>> Start Raw data

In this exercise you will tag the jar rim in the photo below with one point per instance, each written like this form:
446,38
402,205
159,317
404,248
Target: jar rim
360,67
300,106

>> End Raw data

• **What is required**: Extract every row above and reproduce each one unchanged, line for line.

• **Output**:
In this exercise you will tag the jar rim in the photo below with one point per instance, each written like this form:
446,38
402,205
159,317
404,248
Target: jar rim
360,67
300,106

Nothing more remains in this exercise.